--- TASK INPUT Enclosed Below ---

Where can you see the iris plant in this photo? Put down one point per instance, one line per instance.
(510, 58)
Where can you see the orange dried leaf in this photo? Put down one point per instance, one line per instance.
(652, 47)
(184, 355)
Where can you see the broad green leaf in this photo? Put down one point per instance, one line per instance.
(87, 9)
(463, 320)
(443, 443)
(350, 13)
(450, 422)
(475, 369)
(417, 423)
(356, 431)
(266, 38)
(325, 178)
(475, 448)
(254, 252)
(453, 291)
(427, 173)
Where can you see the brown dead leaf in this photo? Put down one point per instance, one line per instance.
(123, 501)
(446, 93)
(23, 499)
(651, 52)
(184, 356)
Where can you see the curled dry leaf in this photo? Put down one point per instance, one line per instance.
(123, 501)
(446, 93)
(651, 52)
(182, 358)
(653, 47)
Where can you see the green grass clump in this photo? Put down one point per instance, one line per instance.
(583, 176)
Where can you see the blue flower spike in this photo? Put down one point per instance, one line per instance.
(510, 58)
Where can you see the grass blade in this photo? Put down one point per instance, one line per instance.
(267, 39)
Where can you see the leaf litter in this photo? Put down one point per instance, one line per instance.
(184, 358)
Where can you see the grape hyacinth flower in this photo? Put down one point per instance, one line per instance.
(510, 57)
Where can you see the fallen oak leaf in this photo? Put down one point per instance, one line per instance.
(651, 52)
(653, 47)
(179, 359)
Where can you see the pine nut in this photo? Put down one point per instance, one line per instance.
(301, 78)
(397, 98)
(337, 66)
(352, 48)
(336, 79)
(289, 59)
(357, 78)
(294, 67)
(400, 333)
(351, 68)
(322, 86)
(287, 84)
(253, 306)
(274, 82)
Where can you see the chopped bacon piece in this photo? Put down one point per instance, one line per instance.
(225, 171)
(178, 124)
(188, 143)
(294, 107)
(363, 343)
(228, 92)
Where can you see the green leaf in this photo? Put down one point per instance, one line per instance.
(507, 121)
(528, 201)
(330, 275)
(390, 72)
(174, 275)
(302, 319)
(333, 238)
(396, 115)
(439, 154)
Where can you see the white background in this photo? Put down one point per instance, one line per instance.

--- End of Enclosed TASK INPUT ---

Your reply should match the data above exactly, line for line.

Where can you see the iris plant in this photo? Put down one point per instance, one line per instance.
(510, 58)
Where can you see the orange dried leaf in this photo? Put down one point per instance, one line per instance.
(652, 47)
(184, 355)
Where can you see the broad green leaf in this photo? Put down one point per instance, one line per instance.
(87, 9)
(463, 320)
(443, 443)
(350, 13)
(450, 422)
(475, 369)
(417, 423)
(356, 431)
(266, 38)
(325, 178)
(475, 448)
(254, 252)
(453, 291)
(427, 173)
Where can you see the brown dead leaf in this photo? Put down one point per instance, one line per instance.
(123, 501)
(446, 93)
(23, 499)
(651, 52)
(184, 356)
Where can you see the curled dry leaf in this photo? Put down one point per instance, one line per instance.
(123, 501)
(446, 93)
(651, 52)
(182, 358)
(653, 47)
Where can you see the green grass clump in this photo? Put down one point per instance, one line per instance.
(583, 176)
Where can you see the blue flower spike in this photo? Put down one point per instance, one line per instance.
(510, 58)
Where can you see the grass blade in this photo? Put down one point per instance, one line per instance.
(267, 39)
Where can you see the leaf litter in this photo? Put down one point per instance, one line per instance.
(184, 358)
Where can you see the grape hyacinth flower in this photo? Put down one point per instance, one line per instance.
(510, 57)
Where can you see the fallen oak leaf in this photo? Put down one point per instance, one line per instance.
(651, 52)
(653, 47)
(179, 359)
Where can you see the pine nut in this photo? Put down one point per instance, one line per instance.
(301, 78)
(397, 98)
(337, 66)
(352, 48)
(336, 79)
(289, 59)
(357, 78)
(294, 67)
(400, 333)
(351, 68)
(322, 86)
(287, 84)
(253, 306)
(274, 82)
Where can you see the chopped bacon piece in this photo? Put down one point per instance, one line per instance.
(225, 171)
(178, 124)
(188, 143)
(294, 107)
(363, 343)
(228, 92)
Where can you see the green leaf in this photo? Put down one point per instance, one line per instance.
(507, 121)
(528, 201)
(330, 275)
(390, 72)
(174, 275)
(302, 319)
(333, 238)
(396, 115)
(439, 154)
Where can you see the white background in this photo? Put down one point per instance, one line per instance.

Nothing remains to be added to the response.